DATASET ROWS →

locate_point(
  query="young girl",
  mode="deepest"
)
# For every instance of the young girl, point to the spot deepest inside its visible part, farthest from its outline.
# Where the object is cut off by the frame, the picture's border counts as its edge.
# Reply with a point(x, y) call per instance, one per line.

TASK TO CARRY OUT → Identify every line in the rows above that contains the word "instance", and copy each such line in full.

PROBLEM SOLUTION →
# For every instance of the young girl, point to the spot deepest inside its visible part, farthest from its outline.
# Reply with a point(x, y) call per instance, one per line.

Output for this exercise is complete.